Your pupils will dilate.​

Experiences had while on psilocybin may lead to quitting smoking.

Increased levels of both dopamine and serotonin can result in dilated pupils, and cocaine boosts both.

You may feel more energised or alert ...

Cocaine is thought to boost levels of dopamine — a hormone which plays a key role in reinforcing a behavior — in several brain circuits, including one that's involved in pleasure and another that's involved in movement. This is one of the reasons some users may feel more energized, talkative, or alert, studies suggest.

...Or you may feel irritable, anxious, or paranoid.  

Studies suggest a link between cocaine use and psychosis, when someone loses touch with reality. Symptoms of psychosis include agitation, anxiety, paranoia, and hallucinations.

Still, we can't say for certain what role the drug plays in these symptoms. While some studies suggest that people who experience psychosis while using cocaine are more likely to experience it later (even when they're not using), others suggest that using cocaine can worsen underlying mental illnesses like anxiety.

In some users, cravings can be triggered by seeing people or places that remind them of getting high.


The part of the brain cocaine affects includes key memory centers that help us recall where the source of pleasure came from. When we experience a cocaine high, these brain areas form memories of our pleasurable experience and the places or people that were involved in our experience of getting the drug.

This is why, in some people, going back to the original spot where you used cocaine — or simply seeing pictures of someone else using — might trigger a renewed desire to use.

-=-=-

• What to produce:
Copy out the passage above about how cocaine affects the brain and body, word for word.

-=-=-

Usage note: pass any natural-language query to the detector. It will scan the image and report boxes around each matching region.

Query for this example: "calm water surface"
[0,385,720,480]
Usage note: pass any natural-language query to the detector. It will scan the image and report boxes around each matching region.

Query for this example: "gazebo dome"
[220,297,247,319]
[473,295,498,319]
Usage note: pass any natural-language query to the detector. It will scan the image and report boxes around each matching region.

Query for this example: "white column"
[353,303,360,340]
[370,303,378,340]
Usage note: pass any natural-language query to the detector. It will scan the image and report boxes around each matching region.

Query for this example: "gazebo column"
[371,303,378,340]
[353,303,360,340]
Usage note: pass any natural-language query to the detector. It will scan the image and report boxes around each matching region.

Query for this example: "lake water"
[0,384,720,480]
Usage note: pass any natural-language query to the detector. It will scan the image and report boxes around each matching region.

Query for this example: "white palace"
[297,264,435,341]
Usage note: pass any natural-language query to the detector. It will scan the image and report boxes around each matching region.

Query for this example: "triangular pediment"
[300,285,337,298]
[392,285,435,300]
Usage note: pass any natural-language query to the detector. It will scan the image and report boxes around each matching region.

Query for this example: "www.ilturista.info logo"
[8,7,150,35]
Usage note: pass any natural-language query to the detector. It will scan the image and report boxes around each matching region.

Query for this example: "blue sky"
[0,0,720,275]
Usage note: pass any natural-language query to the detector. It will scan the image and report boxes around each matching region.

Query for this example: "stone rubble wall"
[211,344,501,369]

-=-=-

• Output:
Your pupils will dilate.​

Experiences had while on psilocybin may lead to quitting smoking.

Increased levels of both dopamine and serotonin can result in dilated pupils, and cocaine boosts both.

You may feel more energised or alert ...

Cocaine is thought to boost levels of dopamine — a hormone which plays a key role in reinforcing a behavior — in several brain circuits, including one that's involved in pleasure and another that's involved in movement. This is one of the reasons some users may feel more energized, talkative, or alert, studies suggest.

...Or you may feel irritable, anxious, or paranoid.  

Studies suggest a link between cocaine use and psychosis, when someone loses touch with reality. Symptoms of psychosis include agitation, anxiety, paranoia, and hallucinations.

Still, we can't say for certain what role the drug plays in these symptoms. While some studies suggest that people who experience psychosis while using cocaine are more likely to experience it later (even when they're not using), others suggest that using cocaine can worsen underlying mental illnesses like anxiety.

In some users, cravings can be triggered by seeing people or places that remind them of getting high.


The part of the brain cocaine affects includes key memory centers that help us recall where the source of pleasure came from. When we experience a cocaine high, these brain areas form memories of our pleasurable experience and the places or people that were involved in our experience of getting the drug.

This is why, in some people, going back to the original spot where you used cocaine — or simply seeing pictures of someone else using — might trigger a renewed desire to use.